What to work on
1. Name the five headings under which the action was brought, according to the article on the Esteem Settlement case.
2. In the article on the Esteem Settlement case, what amount did the English judgment award Grupo Torras?
3. Quote the Esteem Settlement article word for word, starting at the words "There is also" and stopping after "and the KIO.".

Selected excerpt
----

TRUSTS: sham/"donner et retenir ne vaut"/"piercing the veil"/infringement of public policy/remedial constructive trust

In the matter of the Esteem Settlement (Abacus (C.I.) Limited as trustee): Grupo Torras S.A. and Culmer -v- Al Sabah and Four Others 2003 JLR 188

 

Introduction
These proceedings follow a judgment in the English courts in favour of Grupo Torras SA ("Grupo Torras") in the amount of US$800 million relating to fraud committed against Grupo Torras by Sheikh Fahad Mohammed Al Sabah ("Sheikh Fahad") and others between May 1988 and October 1990. The judgment has been registered in Jersey and is enforceable here.
This set of proceedings is the third set brought by Grupo Torras in Jersey in an attempt to enforce the judgment against Abacus (CI) Limited ("Abacus") as trustee of a trust established by Sheikh Fahad, known as the Esteem Settlement (the "Settlement").
This judgment is important in that it provides detailed analysis of the doctrines of "sham" and "donner et retenir ne vaut" under Jersey law.
The court also considered three other more controversial attempts to attack the Settlement by "piercing the veil", declaring it invalid by reason of infringement of public policy and imposing a remedial constructive trust. While the law has not been left completely clear on these three issues, it has been developed.
There is also useful discussion regarding the extent to which a settlor can be involved in the decision making process without having control over the trust, a factor which might lead to the trust being invalid on a number of counts.
Background
Grupo Torras is a Spanish company wholly owned by the Kuwait Investment Office ("KIO"). The KIO is the London branch of the Kuwait Investment Authority ("KIA"). The KIA is responsible for managing and investing Kuwait's oil revenues. Sheikh Fahad was the chairman of Grupo Torras and the KIO.
Between May 1988 and October 1990 Sheikh Fahad and others defrauded Grupo Torras of approximately US$430 million.
Sheikh Fahad established a number of "offshore" entities in different jurisdictions between 1981 and 1994. This article is only concerned with the Settlement and its wholly owned company, Esteem Limited (the "Company").
References to the "Trusts Law" are to the Trusts (Jersey) Law 1984.
The Jersey proceedings so far
The first round of proceedings was an application by Abacus for directions as to whether it should exercise its discretionary powers under the Settlement to distribute assets to Sheikh Fahad by way of payment to Grupo Torras as his judgment creditor. The court directed that Abacus should not make the proposed distribution, broadly speaking because such a distribution would not be for the benefit of Sheikh Fahad. That decision was subsequently upheld by the Court of Appeal.
The second round of proceedings related to certain transfers into the Settlement and consisted of three different claims to have those transfers set aside. These claims succeeded with the result that the only assets remaining within the Settlement were the "clean assets" contributed by Sheikh Fahad out of his own funds for legitimate tax and inheritance planning reasons before the fraud started.
The causes of action in these proceedings
The plaintiffs were seeking to recover the remaining clean assets from the Settlement and the action was brought under five headings:
1. the "sham" claim - the Settlement was a sham with the result that the assets of the Settlement were held by Abacus on bare trust for Sheikh Fahad;
2. the "donner et retenir ne vaut" claim - the Settlement infringed the Jersey law maxim "donner et retenir ne vaut" with the same end result as with sham;
3. the "piercing the veil" claim - the Settlement and/or the Company should be "looked through" or "pierced" and the assets treated as Sheikh Fahad's enabling Grupo Torras to enforce its judgment against those assets;
4. the "infringement of public policy" claim - the Settlement infringed public policy and was thus invalid with the result that the assets belonged to Sheikh Fahad, again enabling Grupo Torras to enforce its judgment against those assets; and
5. the "remedial constructive trust" claim - the assets of the Settlement should be made the subject of a remedial constructive trust in favour of Grupo Torras.

----

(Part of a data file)
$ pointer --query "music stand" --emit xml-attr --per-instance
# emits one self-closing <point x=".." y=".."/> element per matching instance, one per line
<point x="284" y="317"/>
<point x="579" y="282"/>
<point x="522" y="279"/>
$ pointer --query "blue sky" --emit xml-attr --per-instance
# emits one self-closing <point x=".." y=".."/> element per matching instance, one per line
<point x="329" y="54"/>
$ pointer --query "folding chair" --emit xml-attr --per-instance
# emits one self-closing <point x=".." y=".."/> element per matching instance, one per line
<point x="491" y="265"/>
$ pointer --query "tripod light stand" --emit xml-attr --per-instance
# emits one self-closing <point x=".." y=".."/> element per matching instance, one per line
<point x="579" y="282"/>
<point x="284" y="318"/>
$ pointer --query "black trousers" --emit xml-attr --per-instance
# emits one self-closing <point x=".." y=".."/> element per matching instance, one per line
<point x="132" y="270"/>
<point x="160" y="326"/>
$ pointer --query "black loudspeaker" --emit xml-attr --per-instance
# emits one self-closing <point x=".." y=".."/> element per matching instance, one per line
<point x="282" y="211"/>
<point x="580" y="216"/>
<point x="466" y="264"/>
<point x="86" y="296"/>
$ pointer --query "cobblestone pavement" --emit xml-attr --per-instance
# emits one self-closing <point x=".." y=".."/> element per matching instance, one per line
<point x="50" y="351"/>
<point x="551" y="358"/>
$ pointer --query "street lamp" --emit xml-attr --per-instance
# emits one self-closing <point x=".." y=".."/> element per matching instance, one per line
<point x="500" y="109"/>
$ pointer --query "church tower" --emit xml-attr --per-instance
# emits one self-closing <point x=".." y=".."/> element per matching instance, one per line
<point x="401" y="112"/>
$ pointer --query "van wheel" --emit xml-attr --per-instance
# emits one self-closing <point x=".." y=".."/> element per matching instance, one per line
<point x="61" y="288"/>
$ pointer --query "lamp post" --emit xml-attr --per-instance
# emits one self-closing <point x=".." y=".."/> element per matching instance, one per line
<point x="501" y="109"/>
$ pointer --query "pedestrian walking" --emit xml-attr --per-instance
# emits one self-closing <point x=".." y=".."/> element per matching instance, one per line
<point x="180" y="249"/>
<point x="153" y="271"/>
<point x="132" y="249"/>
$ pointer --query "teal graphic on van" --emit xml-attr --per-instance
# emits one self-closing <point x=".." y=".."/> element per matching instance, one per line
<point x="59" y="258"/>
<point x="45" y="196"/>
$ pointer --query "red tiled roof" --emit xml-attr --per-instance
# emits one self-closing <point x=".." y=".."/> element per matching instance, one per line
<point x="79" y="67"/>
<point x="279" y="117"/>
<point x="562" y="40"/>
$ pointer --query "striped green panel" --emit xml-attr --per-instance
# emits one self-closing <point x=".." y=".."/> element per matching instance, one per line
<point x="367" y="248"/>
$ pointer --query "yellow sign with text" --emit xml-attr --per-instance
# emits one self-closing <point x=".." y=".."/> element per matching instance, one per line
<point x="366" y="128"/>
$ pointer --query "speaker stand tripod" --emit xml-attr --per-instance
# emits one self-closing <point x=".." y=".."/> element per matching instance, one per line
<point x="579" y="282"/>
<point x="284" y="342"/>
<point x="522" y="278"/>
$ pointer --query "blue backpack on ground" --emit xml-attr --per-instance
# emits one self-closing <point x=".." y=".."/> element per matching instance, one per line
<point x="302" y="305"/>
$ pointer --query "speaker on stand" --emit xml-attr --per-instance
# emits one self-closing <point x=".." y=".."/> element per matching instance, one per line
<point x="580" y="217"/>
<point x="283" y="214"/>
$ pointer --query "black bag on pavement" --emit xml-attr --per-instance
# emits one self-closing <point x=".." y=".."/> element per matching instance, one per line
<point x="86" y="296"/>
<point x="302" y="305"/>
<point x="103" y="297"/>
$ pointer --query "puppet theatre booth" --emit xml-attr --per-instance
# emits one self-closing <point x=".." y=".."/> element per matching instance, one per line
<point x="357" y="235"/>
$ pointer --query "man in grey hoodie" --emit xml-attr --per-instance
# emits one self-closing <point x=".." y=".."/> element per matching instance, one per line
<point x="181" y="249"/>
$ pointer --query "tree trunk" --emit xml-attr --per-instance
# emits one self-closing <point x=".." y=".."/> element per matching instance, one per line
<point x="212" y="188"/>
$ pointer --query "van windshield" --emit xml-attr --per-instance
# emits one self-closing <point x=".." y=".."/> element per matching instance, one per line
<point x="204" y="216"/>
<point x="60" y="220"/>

----

Written answers
1.
1. Sham
2. Donner et retenir ne vaut
3. Piercing the veil
4. Infringement of public policy
5. Remedial constructive trust

2. US$800 million.

3.
There is also useful discussion regarding the extent to which a settlor can be involved in the decision making process without having control over the trust, a factor which might lead to the trust being invalid on a number of counts.
Background
Grupo Torras is a Spanish company wholly owned by the Kuwait Investment Office ("KIO"). The KIO is the London branch of the Kuwait Investment Authority ("KIA"). The KIA is responsible for managing and investing Kuwait's oil revenues. Sheikh Fahad was the chairman of Grupo Torras and the KIO.